The full set of records below is to be reproduced without a single alteration.
Given data Start Marker
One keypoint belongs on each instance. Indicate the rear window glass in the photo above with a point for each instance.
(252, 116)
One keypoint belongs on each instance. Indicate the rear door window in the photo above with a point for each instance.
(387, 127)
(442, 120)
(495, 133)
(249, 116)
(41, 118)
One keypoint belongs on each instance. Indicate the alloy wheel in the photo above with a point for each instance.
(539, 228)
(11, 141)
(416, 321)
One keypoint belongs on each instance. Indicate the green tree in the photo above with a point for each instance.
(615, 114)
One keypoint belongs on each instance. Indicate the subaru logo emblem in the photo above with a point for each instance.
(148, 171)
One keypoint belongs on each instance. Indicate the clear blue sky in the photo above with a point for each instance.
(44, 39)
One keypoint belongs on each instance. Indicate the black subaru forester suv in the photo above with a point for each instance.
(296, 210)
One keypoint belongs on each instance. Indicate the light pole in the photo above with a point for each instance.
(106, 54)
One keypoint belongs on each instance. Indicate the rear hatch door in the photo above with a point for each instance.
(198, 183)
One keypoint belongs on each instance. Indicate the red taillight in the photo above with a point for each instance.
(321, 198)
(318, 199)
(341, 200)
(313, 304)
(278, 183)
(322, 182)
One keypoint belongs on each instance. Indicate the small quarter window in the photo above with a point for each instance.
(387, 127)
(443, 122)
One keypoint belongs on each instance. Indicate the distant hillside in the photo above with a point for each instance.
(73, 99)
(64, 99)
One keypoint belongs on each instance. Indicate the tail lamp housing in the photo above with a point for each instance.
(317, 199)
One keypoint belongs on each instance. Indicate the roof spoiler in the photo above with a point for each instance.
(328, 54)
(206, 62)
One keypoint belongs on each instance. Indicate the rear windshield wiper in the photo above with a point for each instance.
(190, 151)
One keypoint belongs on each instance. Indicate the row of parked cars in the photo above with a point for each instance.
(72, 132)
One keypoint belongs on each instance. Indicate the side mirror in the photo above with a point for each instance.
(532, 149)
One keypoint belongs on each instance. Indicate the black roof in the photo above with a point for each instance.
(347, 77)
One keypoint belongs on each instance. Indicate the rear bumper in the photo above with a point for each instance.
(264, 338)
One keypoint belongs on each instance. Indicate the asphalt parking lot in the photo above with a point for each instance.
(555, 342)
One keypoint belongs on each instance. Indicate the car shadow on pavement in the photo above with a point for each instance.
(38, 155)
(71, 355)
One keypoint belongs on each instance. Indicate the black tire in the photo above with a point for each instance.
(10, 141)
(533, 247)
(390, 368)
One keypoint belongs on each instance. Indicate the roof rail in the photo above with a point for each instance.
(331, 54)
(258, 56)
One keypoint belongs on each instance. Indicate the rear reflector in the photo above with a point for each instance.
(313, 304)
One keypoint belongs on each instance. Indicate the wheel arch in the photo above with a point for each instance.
Given data End Marker
__Response to the task__
One keypoint belongs on each instance. Indicate the rear window glass in the photo above with a point for each instance.
(252, 116)
One keypoint belongs on each instance. Indicate the rear door window in the photo above with a point for each instance.
(387, 127)
(442, 120)
(495, 133)
(249, 116)
(41, 118)
One keypoint belongs on each instance. Indicate the alloy wheel in the photo above with a point for each instance.
(539, 228)
(11, 141)
(416, 321)
One keypoint belongs on each instance. Indicate the green tree in the photo above with a point for each instance.
(615, 114)
One keypoint belongs on each instance. Indicate the subaru logo emblem in the photo above with a point for each instance.
(148, 171)
One keypoint belongs on each instance. Indicate the clear blue sky in the photo above with a point for each instance.
(44, 39)
One keypoint belongs on each instance. Indicate the black subaru forester suv in the photo above with a point for each instance.
(296, 210)
One keypoint belongs on each instance. Indicate the light pole in the photo above with a point for each instance.
(106, 54)
One keypoint belongs on each instance. Indicate the rear hatch door in the photo above with a point for each instance.
(198, 183)
One keypoint belongs on each instance. Indicate the red taillight in the photo above with a point for each instance.
(321, 198)
(318, 199)
(341, 200)
(313, 304)
(278, 183)
(322, 182)
One keypoint belongs on each instance. Indicate the small quarter window in the photo above with a point for each instance.
(387, 127)
(443, 122)
One keypoint belongs on each instance. Indicate the distant hillside in the photo above with a point for each instance.
(73, 99)
(64, 99)
One keypoint belongs on each instance. Indicate the tail lamp housing in the photo above with a point for each instance.
(317, 199)
One keypoint belongs on each instance. Indicate the roof spoiler in the photo above with a point for each instance.
(328, 54)
(206, 62)
One keypoint belongs on each instance. Indicate the rear windshield wiper in the photo above with a point for each instance.
(190, 151)
One keypoint belongs on each instance. Indicate the row of parked cars in the photo above with a point for each instance.
(72, 132)
One keypoint belongs on each instance. Indicate the side mirror in the photo above with a point for each instance.
(532, 149)
One keypoint belongs on each instance. Indicate the black roof in the photo above with a point for each instance.
(347, 77)
One keypoint belongs on each instance. Indicate the rear bumper in the photo above with a point for each instance.
(264, 338)
One keypoint belongs on each instance. Indicate the asphalt parking lot in the photo above with a point for each instance.
(555, 342)
One keypoint belongs on each instance. Indicate the car shadow on pavement in the photo above with a point for each instance.
(38, 155)
(71, 355)
One keypoint belongs on each instance. Indicate the black tire in the photo above with a point for each instance.
(10, 141)
(533, 247)
(390, 368)
One keypoint belongs on each instance. Indicate the roof rail in the photo above with a point for each instance.
(331, 54)
(258, 56)
One keypoint belongs on each instance. Indicate the rear reflector in the photo above with a point for each instance.
(313, 304)
One keypoint belongs on each instance. Indicate the wheel arch in the photo above with a point for each instance.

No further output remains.